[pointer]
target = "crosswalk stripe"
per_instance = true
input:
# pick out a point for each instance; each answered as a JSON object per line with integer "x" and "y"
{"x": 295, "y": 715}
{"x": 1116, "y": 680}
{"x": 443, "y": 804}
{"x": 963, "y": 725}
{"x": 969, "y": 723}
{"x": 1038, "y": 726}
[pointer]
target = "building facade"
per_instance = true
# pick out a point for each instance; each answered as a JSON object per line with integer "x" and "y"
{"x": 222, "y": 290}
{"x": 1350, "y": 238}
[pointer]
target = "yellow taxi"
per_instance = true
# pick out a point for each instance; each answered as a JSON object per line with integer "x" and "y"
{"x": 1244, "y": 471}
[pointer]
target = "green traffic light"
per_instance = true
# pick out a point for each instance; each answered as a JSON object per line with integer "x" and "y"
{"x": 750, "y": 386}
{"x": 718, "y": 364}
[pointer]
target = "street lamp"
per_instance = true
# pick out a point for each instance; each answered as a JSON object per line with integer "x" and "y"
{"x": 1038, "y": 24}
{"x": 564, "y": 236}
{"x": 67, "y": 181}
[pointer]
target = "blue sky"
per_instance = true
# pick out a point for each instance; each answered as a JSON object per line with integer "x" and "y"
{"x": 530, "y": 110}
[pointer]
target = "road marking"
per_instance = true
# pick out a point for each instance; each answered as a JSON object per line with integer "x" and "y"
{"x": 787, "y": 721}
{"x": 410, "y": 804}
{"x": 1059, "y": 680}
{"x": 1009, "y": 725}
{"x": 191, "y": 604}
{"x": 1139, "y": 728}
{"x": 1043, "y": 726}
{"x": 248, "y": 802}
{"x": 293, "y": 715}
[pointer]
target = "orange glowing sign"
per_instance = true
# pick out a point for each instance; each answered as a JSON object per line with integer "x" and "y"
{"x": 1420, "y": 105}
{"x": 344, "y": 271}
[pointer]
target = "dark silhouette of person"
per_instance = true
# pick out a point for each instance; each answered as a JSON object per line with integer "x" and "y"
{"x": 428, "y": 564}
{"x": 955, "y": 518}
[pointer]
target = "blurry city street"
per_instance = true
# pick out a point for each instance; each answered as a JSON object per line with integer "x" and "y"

Directions for this task:
Report how many lines in the rows above contain the string "street", giving only the number.

Result for this task:
2